### SET EXERCISE
Express the material below as a Markdown table with the columns "Row" and "Line", starting at the line containing "Practice. Place a point on every instance of the white shirt" and ending at the last line of the material. Omit blank lines.

▬▬▬▬▬▬

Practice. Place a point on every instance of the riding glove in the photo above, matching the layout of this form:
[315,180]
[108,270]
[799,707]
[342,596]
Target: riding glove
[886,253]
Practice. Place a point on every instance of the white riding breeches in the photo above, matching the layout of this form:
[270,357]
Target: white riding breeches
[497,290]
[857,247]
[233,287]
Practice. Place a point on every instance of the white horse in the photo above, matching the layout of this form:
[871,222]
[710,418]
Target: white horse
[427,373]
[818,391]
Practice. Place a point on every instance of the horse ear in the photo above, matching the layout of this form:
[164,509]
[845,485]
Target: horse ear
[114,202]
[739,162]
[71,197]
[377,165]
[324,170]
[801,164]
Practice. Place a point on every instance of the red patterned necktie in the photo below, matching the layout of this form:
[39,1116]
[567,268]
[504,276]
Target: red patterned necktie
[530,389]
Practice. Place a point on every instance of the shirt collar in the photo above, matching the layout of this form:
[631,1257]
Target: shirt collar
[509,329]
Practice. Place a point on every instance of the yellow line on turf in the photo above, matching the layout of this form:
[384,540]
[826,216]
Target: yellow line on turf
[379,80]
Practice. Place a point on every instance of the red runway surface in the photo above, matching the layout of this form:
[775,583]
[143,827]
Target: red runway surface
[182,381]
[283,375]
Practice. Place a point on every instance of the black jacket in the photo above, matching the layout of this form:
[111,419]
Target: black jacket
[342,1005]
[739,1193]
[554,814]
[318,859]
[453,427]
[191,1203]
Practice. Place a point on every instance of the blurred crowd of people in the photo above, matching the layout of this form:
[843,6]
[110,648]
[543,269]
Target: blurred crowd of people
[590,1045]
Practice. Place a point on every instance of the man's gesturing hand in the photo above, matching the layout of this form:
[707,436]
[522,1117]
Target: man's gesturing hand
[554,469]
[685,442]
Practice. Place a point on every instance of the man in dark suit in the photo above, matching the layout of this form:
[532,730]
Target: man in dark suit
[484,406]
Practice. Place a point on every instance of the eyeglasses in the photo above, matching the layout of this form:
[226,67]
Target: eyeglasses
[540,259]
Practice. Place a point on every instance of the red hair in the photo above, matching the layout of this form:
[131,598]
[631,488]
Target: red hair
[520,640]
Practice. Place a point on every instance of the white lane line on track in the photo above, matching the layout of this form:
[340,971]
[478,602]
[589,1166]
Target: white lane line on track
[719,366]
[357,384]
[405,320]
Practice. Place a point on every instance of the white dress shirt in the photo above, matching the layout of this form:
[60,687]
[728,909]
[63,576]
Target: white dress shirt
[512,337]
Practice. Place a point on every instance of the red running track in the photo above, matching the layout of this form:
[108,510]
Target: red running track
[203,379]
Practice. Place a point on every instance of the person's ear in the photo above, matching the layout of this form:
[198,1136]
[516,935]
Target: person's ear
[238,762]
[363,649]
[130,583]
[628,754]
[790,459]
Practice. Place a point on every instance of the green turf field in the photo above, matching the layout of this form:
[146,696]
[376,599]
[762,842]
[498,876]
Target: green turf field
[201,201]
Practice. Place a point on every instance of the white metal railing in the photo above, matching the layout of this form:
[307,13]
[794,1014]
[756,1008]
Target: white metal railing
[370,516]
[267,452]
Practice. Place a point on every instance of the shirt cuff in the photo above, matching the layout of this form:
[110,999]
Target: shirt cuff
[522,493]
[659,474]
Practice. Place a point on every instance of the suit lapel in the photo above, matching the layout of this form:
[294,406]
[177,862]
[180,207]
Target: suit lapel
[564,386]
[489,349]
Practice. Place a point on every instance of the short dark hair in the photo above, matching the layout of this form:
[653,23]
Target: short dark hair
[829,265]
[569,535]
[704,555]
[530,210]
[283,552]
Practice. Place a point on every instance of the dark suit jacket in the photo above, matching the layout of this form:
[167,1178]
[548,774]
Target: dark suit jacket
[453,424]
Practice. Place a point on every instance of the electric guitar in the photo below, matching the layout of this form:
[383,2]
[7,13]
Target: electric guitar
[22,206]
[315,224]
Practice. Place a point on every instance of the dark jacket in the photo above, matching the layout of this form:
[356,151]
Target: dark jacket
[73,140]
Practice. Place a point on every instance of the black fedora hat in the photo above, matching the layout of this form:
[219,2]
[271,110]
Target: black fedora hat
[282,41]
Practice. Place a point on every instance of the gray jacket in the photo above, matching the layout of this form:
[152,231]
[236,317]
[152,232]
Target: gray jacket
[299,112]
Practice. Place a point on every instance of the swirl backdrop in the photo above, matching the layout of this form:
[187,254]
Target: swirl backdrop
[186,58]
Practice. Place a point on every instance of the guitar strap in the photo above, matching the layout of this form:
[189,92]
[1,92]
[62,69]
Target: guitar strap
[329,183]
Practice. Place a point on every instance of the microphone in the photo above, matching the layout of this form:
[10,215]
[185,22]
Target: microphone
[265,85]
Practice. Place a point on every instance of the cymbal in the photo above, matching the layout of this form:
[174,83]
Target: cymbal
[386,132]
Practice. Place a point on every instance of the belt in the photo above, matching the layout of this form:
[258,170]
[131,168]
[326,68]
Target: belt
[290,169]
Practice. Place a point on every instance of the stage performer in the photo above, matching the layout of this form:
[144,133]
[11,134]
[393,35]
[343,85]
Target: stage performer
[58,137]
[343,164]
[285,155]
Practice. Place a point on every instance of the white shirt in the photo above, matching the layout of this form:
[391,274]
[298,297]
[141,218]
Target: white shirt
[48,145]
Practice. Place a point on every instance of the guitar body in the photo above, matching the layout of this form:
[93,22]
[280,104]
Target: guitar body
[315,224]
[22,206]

▬▬▬▬▬▬

### REPLY TO THE EXERCISE
| Row | Line |
|---|---|
| 1 | Practice. Place a point on every instance of the white shirt in the photo above, matching the layout of this form: |
| 2 | [391,274] |
| 3 | [298,297] |
| 4 | [141,218] |
| 5 | Target: white shirt |
| 6 | [48,145] |
| 7 | Practice. Place a point on every instance of the guitar body in the photo above, matching the layout of this form: |
| 8 | [93,22] |
| 9 | [280,104] |
| 10 | Target: guitar body |
| 11 | [315,224] |
| 12 | [22,206] |